Work to do:
Rewrite the rows below as a JSON list of strings, one string per line with blank lines omitted, covering only the part that opens with the line containing "Target: man's short gray hair" and runs through the end of the rows. Leave the pictures out of the answer.

Task input:
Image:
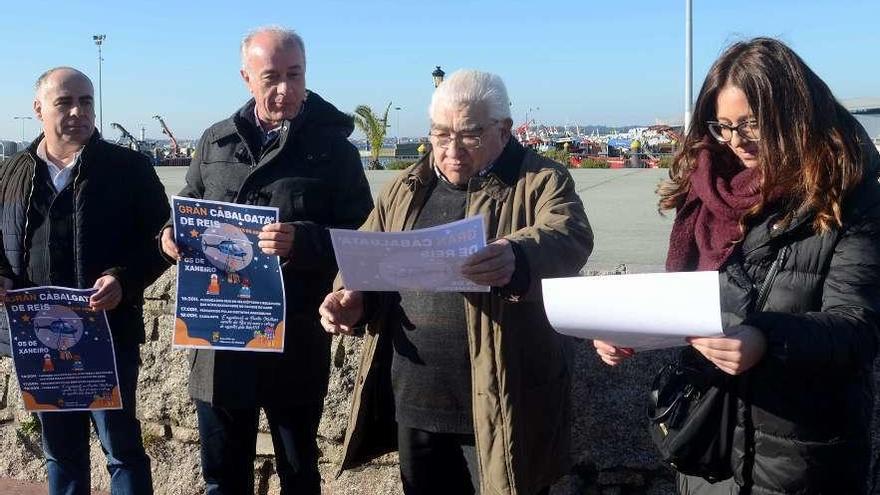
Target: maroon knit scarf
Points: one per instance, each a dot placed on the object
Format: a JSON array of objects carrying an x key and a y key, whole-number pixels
[{"x": 706, "y": 226}]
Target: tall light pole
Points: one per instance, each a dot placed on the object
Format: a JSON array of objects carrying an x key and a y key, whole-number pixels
[
  {"x": 99, "y": 40},
  {"x": 398, "y": 124},
  {"x": 438, "y": 76},
  {"x": 22, "y": 119},
  {"x": 688, "y": 64}
]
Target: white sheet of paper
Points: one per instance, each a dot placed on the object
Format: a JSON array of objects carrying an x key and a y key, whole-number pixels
[
  {"x": 426, "y": 260},
  {"x": 642, "y": 311}
]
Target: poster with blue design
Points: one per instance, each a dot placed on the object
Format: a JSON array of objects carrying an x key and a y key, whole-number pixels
[
  {"x": 229, "y": 294},
  {"x": 62, "y": 350}
]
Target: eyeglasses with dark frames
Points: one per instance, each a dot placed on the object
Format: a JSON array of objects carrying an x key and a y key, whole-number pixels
[{"x": 747, "y": 130}]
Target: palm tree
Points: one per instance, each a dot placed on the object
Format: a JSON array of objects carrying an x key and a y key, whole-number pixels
[{"x": 374, "y": 129}]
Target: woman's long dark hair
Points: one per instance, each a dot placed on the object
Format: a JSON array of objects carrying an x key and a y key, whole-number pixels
[{"x": 809, "y": 150}]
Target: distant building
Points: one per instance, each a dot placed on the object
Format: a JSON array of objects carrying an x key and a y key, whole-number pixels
[{"x": 8, "y": 148}]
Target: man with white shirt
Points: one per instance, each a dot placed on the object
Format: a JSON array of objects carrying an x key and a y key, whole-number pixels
[{"x": 76, "y": 211}]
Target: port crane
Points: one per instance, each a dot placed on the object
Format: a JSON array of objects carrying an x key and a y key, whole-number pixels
[
  {"x": 126, "y": 137},
  {"x": 175, "y": 148}
]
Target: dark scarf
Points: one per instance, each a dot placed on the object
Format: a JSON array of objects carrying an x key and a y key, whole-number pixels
[{"x": 706, "y": 227}]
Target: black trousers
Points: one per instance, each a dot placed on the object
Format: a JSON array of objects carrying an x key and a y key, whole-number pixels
[
  {"x": 228, "y": 448},
  {"x": 439, "y": 463}
]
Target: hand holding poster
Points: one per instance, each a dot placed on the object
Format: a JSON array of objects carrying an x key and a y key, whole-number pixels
[
  {"x": 229, "y": 294},
  {"x": 62, "y": 350}
]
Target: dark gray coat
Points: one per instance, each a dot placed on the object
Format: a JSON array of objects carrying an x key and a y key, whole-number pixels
[
  {"x": 804, "y": 415},
  {"x": 314, "y": 176},
  {"x": 119, "y": 205}
]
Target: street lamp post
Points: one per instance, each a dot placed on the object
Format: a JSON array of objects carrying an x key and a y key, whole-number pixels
[
  {"x": 688, "y": 64},
  {"x": 438, "y": 76},
  {"x": 99, "y": 40},
  {"x": 398, "y": 124},
  {"x": 22, "y": 119}
]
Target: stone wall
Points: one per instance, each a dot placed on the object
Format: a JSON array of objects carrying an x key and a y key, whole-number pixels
[{"x": 612, "y": 452}]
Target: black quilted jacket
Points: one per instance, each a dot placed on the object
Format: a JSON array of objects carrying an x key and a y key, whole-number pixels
[{"x": 805, "y": 409}]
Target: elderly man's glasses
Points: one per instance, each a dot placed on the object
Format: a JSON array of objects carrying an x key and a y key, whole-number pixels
[
  {"x": 747, "y": 130},
  {"x": 445, "y": 140},
  {"x": 472, "y": 140}
]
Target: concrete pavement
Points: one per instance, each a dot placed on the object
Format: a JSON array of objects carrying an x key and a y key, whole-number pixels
[{"x": 620, "y": 204}]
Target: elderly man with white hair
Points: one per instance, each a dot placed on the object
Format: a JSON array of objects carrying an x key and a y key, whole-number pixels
[
  {"x": 286, "y": 148},
  {"x": 472, "y": 388}
]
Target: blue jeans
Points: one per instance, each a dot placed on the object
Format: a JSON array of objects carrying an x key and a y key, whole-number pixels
[
  {"x": 66, "y": 440},
  {"x": 228, "y": 446}
]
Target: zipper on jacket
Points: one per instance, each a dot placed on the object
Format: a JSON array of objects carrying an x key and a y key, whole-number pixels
[
  {"x": 25, "y": 258},
  {"x": 764, "y": 291}
]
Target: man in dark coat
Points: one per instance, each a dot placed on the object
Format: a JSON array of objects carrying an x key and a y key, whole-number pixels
[
  {"x": 76, "y": 211},
  {"x": 285, "y": 148}
]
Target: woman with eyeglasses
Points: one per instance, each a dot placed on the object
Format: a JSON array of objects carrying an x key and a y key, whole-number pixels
[{"x": 776, "y": 189}]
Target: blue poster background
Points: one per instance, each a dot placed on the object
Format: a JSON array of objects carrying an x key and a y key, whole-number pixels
[
  {"x": 62, "y": 349},
  {"x": 229, "y": 294}
]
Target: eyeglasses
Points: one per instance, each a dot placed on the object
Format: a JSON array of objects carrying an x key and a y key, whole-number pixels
[
  {"x": 747, "y": 130},
  {"x": 443, "y": 139}
]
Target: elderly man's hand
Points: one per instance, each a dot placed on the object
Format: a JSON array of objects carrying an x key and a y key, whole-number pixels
[
  {"x": 5, "y": 285},
  {"x": 611, "y": 354},
  {"x": 277, "y": 239},
  {"x": 493, "y": 265},
  {"x": 738, "y": 351},
  {"x": 169, "y": 247},
  {"x": 109, "y": 294},
  {"x": 341, "y": 310}
]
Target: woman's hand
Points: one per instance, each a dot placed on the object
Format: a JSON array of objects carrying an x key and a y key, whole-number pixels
[
  {"x": 341, "y": 310},
  {"x": 611, "y": 354},
  {"x": 735, "y": 353}
]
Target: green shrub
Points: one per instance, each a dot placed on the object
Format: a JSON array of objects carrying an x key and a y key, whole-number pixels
[
  {"x": 665, "y": 162},
  {"x": 560, "y": 156},
  {"x": 593, "y": 163},
  {"x": 397, "y": 165},
  {"x": 30, "y": 427}
]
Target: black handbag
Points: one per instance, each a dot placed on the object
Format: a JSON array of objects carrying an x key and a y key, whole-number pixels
[
  {"x": 692, "y": 407},
  {"x": 691, "y": 416}
]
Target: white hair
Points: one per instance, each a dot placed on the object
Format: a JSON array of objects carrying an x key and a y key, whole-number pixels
[
  {"x": 287, "y": 37},
  {"x": 471, "y": 87}
]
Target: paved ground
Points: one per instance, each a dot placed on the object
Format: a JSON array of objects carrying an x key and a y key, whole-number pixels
[
  {"x": 14, "y": 487},
  {"x": 621, "y": 206}
]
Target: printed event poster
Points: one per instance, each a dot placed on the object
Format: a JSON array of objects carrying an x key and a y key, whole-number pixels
[
  {"x": 415, "y": 260},
  {"x": 62, "y": 350},
  {"x": 229, "y": 294}
]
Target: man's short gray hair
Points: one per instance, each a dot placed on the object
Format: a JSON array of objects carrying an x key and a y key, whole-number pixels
[
  {"x": 288, "y": 38},
  {"x": 469, "y": 87},
  {"x": 41, "y": 81}
]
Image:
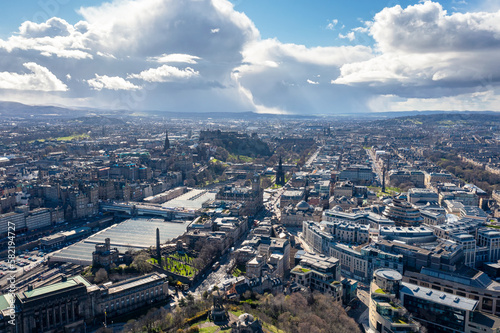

The answer:
[
  "Target: man's short gray hair",
  "Points: one per instance, each a dot placed on the object",
  "Format: a JSON array of objects carrying an x key and a y key, whole-number pixels",
  "[",
  "  {\"x\": 288, \"y\": 38},",
  "  {\"x\": 469, \"y\": 87},",
  "  {\"x\": 41, \"y\": 81}",
  "]",
  "Image:"
]